The key for businesses is to uncover and communicate their why; the current global crisis provides a unique opportunity to do exactly that.

Here are a few inspiring examples from my own client roster of how COVID-19 is shining a new spotlight on their why:

  • A company that manufactures and distributes HVAC filters is working overtime producing filters which deliver clean air to hospitals where healthcare workers and patients battle COVID-19

  • A hearing technology company is helping hearing-impaired people remain connected during this time when communication is not face to face

  • A nonprofit consulting firm set up a helpline to respond quickly to client questions about employment decisions for their staff impacted by the pandemic

How has your company been impacted by COVID-19? How have you had to adjust or increase operations? Has the pandemic revealed a new or different need for your product or service? During this global pandemic, who would care if your company ceased to exist – and why?

Problems to solve:
1 – According to the passage on COVID-19 and a company's why, what is the hearing technology company helping hearing-impaired people do?
2 – Reproduce, word for word, the part of the passage on COVID-19 and a company's why that opens with the words containing "Here are a few" and closes with "exist – and why?".

[Dataset entries]
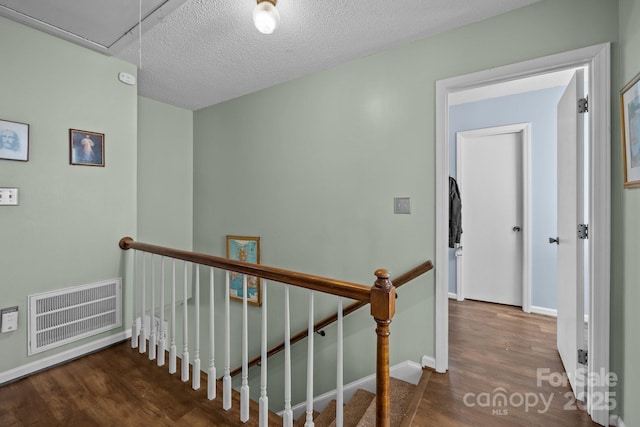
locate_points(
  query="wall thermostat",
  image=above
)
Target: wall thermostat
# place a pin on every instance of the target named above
(127, 78)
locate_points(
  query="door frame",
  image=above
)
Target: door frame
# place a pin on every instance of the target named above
(597, 59)
(525, 130)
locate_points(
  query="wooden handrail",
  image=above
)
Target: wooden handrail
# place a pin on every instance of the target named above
(399, 281)
(307, 281)
(381, 298)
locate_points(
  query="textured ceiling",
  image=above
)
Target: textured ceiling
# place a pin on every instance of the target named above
(208, 51)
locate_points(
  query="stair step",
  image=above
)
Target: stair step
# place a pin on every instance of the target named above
(327, 416)
(355, 408)
(402, 393)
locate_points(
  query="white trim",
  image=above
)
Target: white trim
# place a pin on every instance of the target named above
(544, 311)
(65, 356)
(598, 59)
(615, 420)
(408, 371)
(428, 362)
(524, 129)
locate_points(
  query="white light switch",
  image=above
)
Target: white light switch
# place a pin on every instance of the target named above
(401, 205)
(9, 319)
(9, 196)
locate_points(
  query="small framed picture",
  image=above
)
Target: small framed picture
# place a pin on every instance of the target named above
(86, 148)
(245, 249)
(630, 115)
(14, 141)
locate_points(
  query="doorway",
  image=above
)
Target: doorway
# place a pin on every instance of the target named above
(493, 177)
(597, 61)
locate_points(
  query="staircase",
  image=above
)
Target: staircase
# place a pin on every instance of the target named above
(360, 411)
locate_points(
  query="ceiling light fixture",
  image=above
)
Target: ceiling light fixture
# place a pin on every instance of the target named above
(266, 17)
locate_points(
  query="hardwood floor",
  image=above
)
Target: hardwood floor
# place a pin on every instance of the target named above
(494, 350)
(114, 387)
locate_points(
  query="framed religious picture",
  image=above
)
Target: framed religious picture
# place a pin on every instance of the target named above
(630, 115)
(14, 141)
(245, 249)
(86, 148)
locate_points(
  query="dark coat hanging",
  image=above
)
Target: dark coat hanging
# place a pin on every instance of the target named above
(455, 213)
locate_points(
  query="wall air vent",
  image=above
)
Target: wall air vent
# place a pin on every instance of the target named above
(63, 316)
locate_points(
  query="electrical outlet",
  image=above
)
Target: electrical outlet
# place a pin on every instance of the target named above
(401, 205)
(9, 319)
(9, 196)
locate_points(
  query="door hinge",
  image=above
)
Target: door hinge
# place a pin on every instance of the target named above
(583, 231)
(583, 357)
(583, 105)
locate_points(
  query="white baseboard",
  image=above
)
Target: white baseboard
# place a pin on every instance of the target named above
(544, 311)
(65, 356)
(428, 362)
(615, 420)
(408, 371)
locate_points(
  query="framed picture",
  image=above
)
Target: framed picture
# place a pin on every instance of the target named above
(14, 141)
(86, 148)
(245, 249)
(630, 114)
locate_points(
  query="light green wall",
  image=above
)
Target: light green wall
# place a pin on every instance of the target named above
(165, 174)
(626, 237)
(312, 165)
(66, 229)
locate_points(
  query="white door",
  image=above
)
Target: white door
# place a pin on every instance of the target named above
(570, 334)
(491, 180)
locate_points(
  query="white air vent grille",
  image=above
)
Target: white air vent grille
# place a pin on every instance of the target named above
(60, 317)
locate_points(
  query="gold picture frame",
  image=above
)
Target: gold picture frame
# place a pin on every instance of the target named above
(245, 249)
(630, 118)
(86, 148)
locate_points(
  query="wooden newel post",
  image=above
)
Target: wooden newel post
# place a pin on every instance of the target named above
(383, 306)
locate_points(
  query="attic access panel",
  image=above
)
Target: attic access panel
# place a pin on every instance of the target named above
(97, 24)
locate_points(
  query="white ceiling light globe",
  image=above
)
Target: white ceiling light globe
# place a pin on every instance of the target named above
(266, 17)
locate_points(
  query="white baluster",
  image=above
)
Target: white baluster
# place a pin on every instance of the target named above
(142, 347)
(226, 380)
(135, 332)
(340, 369)
(172, 346)
(152, 314)
(244, 389)
(162, 334)
(287, 416)
(185, 330)
(195, 384)
(263, 418)
(309, 420)
(211, 379)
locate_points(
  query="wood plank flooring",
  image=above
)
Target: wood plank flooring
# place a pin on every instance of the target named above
(496, 350)
(493, 349)
(115, 387)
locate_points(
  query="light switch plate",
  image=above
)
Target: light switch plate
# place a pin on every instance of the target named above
(401, 205)
(9, 196)
(9, 319)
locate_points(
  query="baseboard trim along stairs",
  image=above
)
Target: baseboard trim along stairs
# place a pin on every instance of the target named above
(360, 411)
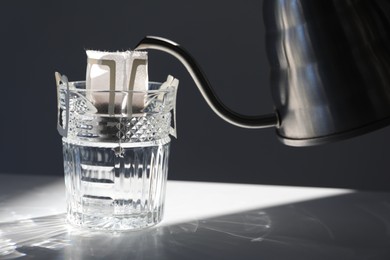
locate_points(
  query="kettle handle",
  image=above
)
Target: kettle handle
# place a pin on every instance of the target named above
(245, 121)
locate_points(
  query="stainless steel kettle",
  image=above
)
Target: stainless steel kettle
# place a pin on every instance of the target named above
(330, 69)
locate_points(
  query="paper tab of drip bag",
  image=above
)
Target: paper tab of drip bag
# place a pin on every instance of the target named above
(117, 71)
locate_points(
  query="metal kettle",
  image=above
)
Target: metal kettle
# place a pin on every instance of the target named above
(330, 69)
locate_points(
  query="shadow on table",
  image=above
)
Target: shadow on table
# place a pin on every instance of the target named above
(351, 226)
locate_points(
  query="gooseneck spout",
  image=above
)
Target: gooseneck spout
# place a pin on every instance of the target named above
(245, 121)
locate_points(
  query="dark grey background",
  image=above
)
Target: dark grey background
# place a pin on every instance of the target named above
(227, 38)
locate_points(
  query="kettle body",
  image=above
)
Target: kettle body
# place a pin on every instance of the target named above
(330, 69)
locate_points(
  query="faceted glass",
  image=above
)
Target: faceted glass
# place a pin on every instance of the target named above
(115, 159)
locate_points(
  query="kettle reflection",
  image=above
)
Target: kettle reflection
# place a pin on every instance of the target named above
(330, 69)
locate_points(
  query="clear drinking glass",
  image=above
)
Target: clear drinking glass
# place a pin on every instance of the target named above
(115, 159)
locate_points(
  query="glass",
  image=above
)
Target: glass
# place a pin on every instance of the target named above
(115, 159)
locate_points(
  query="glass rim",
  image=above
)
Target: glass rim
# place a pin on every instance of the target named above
(73, 88)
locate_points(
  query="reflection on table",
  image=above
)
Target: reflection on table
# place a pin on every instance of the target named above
(202, 221)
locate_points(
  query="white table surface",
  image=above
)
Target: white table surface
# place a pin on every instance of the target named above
(202, 221)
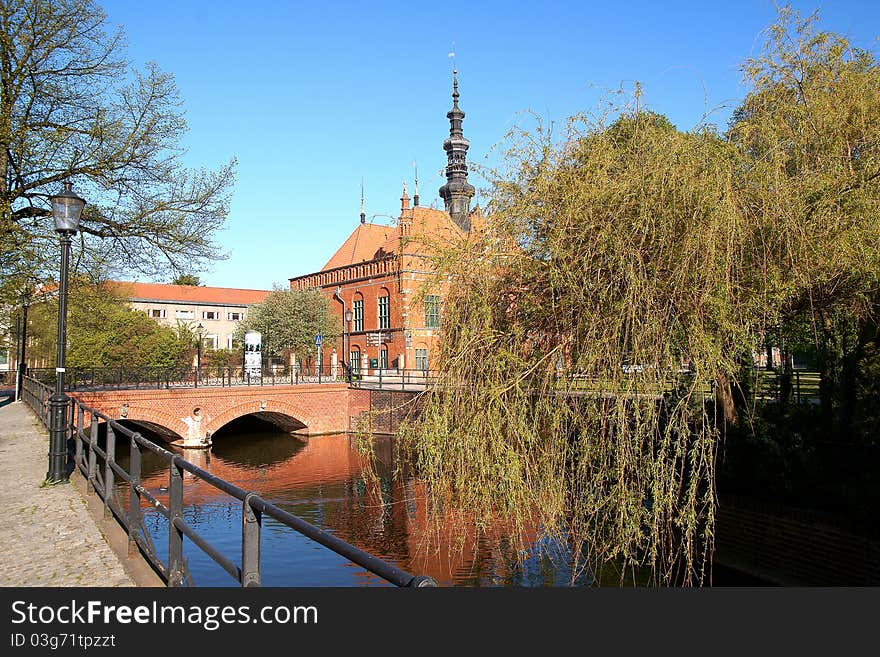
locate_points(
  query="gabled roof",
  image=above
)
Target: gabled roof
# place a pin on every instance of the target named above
(372, 241)
(135, 291)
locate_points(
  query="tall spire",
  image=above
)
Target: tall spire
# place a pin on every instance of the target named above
(457, 192)
(416, 190)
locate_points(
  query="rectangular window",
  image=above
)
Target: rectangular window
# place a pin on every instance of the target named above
(432, 311)
(422, 360)
(384, 314)
(358, 315)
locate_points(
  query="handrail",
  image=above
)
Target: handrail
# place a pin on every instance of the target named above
(137, 378)
(175, 572)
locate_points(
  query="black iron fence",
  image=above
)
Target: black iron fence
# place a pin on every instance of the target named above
(98, 465)
(136, 378)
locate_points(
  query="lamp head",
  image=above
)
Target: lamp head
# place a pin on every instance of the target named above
(66, 210)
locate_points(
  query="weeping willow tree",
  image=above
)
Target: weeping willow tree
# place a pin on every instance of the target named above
(595, 331)
(565, 401)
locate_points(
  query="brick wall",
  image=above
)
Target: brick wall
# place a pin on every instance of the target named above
(320, 408)
(792, 547)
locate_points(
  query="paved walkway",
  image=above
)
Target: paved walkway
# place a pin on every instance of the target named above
(47, 537)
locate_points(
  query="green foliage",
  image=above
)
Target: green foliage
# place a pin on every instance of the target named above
(74, 109)
(289, 320)
(217, 358)
(102, 331)
(186, 279)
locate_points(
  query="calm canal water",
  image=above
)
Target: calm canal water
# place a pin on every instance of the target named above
(323, 480)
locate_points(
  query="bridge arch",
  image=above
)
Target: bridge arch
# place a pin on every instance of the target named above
(153, 429)
(156, 420)
(285, 415)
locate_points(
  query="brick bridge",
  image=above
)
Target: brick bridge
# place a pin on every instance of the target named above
(189, 416)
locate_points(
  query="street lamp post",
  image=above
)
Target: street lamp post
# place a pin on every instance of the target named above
(200, 331)
(22, 354)
(66, 211)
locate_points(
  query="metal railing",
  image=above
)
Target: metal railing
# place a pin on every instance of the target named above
(136, 378)
(100, 469)
(144, 378)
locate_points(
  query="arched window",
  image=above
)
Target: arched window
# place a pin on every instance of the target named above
(384, 314)
(358, 311)
(354, 359)
(422, 357)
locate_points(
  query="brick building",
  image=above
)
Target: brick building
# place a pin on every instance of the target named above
(379, 271)
(217, 309)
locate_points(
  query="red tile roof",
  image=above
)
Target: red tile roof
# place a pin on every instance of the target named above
(189, 293)
(363, 244)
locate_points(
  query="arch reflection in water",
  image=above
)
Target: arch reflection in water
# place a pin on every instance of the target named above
(322, 480)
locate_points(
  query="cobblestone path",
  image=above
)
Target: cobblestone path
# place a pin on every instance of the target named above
(47, 536)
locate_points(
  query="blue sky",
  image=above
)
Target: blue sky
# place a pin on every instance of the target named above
(311, 97)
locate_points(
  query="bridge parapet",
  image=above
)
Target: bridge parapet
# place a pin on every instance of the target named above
(191, 416)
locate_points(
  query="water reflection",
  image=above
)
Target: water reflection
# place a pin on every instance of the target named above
(323, 480)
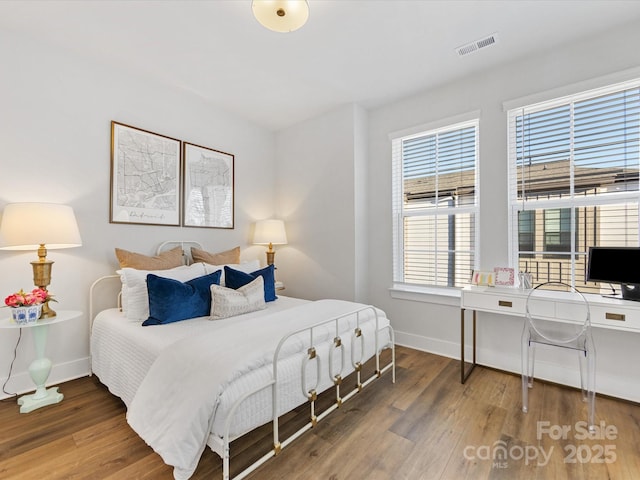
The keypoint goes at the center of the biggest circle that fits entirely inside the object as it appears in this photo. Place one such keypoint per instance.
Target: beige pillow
(226, 302)
(220, 258)
(164, 261)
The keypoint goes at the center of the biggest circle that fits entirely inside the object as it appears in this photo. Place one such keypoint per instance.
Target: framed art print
(207, 187)
(504, 276)
(145, 177)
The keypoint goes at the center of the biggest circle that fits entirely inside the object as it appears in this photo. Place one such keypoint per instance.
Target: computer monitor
(616, 265)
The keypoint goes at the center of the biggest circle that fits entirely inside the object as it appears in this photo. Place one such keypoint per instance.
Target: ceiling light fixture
(281, 15)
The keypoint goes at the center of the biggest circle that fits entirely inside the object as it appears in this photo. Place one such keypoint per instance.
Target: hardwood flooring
(426, 426)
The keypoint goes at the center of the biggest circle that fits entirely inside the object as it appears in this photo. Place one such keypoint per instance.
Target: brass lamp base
(270, 255)
(42, 278)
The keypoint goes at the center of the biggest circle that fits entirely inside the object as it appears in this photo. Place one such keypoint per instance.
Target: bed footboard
(336, 370)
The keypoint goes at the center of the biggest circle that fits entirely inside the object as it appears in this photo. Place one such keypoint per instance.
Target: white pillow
(246, 267)
(226, 302)
(135, 299)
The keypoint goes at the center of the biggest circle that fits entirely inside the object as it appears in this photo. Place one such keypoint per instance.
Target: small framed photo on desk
(504, 276)
(485, 279)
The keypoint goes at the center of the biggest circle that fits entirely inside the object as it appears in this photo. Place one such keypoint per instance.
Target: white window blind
(573, 181)
(435, 205)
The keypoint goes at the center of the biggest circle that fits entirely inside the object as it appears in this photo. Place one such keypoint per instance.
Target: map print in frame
(208, 187)
(145, 177)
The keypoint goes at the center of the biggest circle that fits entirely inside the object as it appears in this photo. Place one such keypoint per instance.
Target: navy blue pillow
(236, 279)
(172, 300)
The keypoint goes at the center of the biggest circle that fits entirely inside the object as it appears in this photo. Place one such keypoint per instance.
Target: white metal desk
(40, 368)
(609, 313)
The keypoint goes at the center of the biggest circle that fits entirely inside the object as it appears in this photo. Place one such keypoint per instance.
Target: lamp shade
(269, 232)
(281, 15)
(26, 226)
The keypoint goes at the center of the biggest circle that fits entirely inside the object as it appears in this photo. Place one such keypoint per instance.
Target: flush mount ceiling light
(281, 15)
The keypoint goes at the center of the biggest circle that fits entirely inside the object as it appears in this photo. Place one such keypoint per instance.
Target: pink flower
(13, 300)
(21, 298)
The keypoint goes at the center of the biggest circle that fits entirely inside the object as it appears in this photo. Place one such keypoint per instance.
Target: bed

Answers to the exercise:
1 – It is helping them remain connected during a time when communication is not face to face.

2 –
Here are a few inspiring examples from my own client roster of how COVID-19 is shining a new spotlight on their why:

  • A company that manufactures and distributes HVAC filters is working overtime producing filters which deliver clean air to hospitals where healthcare workers and patients battle COVID-19

  • A hearing technology company is helping hearing-impaired people remain connected during this time when communication is not face to face

  • A nonprofit consulting firm set up a helpline to respond quickly to client questions about employment decisions for their staff impacted by the pandemic

How has your company been impacted by COVID-19? How have you had to adjust or increase operations? Has the pandemic revealed a new or different need for your product or service? During this global pandemic, who would care if your company ceased to exist – and why?